EXERCISE OBJECTIVE: For the entries that appear below, write out the exact text and omit the pictures.

EXERCISE DATA:
....

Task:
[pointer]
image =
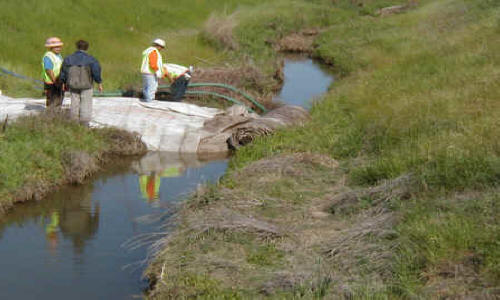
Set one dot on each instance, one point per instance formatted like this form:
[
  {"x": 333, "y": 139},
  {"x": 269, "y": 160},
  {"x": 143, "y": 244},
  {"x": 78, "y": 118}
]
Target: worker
[
  {"x": 79, "y": 71},
  {"x": 179, "y": 77},
  {"x": 51, "y": 63},
  {"x": 152, "y": 69}
]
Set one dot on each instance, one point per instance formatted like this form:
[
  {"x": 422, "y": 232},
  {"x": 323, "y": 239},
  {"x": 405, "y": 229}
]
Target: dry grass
[{"x": 278, "y": 206}]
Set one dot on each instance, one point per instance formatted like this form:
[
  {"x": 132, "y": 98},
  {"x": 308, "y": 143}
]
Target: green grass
[
  {"x": 418, "y": 94},
  {"x": 421, "y": 98},
  {"x": 118, "y": 32}
]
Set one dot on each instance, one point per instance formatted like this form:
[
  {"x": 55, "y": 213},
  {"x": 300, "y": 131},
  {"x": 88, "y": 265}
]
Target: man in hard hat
[
  {"x": 79, "y": 71},
  {"x": 51, "y": 63},
  {"x": 152, "y": 69}
]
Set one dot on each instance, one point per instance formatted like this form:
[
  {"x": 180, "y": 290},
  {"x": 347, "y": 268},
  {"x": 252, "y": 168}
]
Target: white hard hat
[{"x": 159, "y": 42}]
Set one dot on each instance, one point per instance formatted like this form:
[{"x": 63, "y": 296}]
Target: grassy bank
[
  {"x": 38, "y": 153},
  {"x": 118, "y": 32},
  {"x": 410, "y": 206}
]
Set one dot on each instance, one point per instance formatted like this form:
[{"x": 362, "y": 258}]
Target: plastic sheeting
[
  {"x": 175, "y": 126},
  {"x": 163, "y": 126}
]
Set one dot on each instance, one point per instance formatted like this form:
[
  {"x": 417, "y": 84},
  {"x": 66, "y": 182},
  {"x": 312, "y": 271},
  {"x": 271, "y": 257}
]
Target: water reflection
[
  {"x": 305, "y": 79},
  {"x": 72, "y": 241}
]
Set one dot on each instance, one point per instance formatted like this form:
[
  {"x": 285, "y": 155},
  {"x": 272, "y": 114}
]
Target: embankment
[{"x": 390, "y": 191}]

....

COMPLETED TASK:
Task:
[pointer]
image =
Set one dot on each instance, one point per instance formatted like this form:
[
  {"x": 333, "y": 139},
  {"x": 269, "y": 160},
  {"x": 143, "y": 244},
  {"x": 78, "y": 118}
]
Target: worker
[
  {"x": 79, "y": 71},
  {"x": 179, "y": 77},
  {"x": 51, "y": 63},
  {"x": 152, "y": 69}
]
Set one dot on each instance, one point per instance formatted like this form:
[
  {"x": 422, "y": 232},
  {"x": 323, "y": 239},
  {"x": 405, "y": 229}
]
Target: dry grass
[{"x": 278, "y": 206}]
Set one dot on each instance, one point per instance formatted like this form:
[
  {"x": 132, "y": 98},
  {"x": 308, "y": 143}
]
Target: green grass
[
  {"x": 418, "y": 94},
  {"x": 421, "y": 98},
  {"x": 118, "y": 32}
]
Set one dot on each instance, one point per instance formatted like this form:
[
  {"x": 55, "y": 213},
  {"x": 300, "y": 131},
  {"x": 88, "y": 265}
]
Target: man in hard hat
[
  {"x": 79, "y": 71},
  {"x": 51, "y": 63},
  {"x": 152, "y": 69}
]
Set one dot on each instance, one point per instance formatted like this form:
[
  {"x": 180, "y": 290},
  {"x": 347, "y": 268},
  {"x": 252, "y": 168}
]
Target: white hard hat
[{"x": 159, "y": 42}]
Set one dot on each instance, one point per instance formatted like this form:
[{"x": 63, "y": 296}]
Target: grassy bank
[
  {"x": 38, "y": 153},
  {"x": 118, "y": 32},
  {"x": 410, "y": 206}
]
Set one dot on each instance, one point per instance formatted like this form:
[{"x": 362, "y": 258}]
Target: plastic sheeting
[
  {"x": 175, "y": 126},
  {"x": 163, "y": 126}
]
Set one dot on each instance, one point per instance formatted like this form:
[
  {"x": 417, "y": 84},
  {"x": 66, "y": 182},
  {"x": 312, "y": 271},
  {"x": 271, "y": 257}
]
Target: water reflection
[
  {"x": 305, "y": 79},
  {"x": 72, "y": 241}
]
Set one dot on each instance, one point per instance formatted like this form:
[
  {"x": 285, "y": 155},
  {"x": 272, "y": 114}
]
Target: embankment
[{"x": 390, "y": 191}]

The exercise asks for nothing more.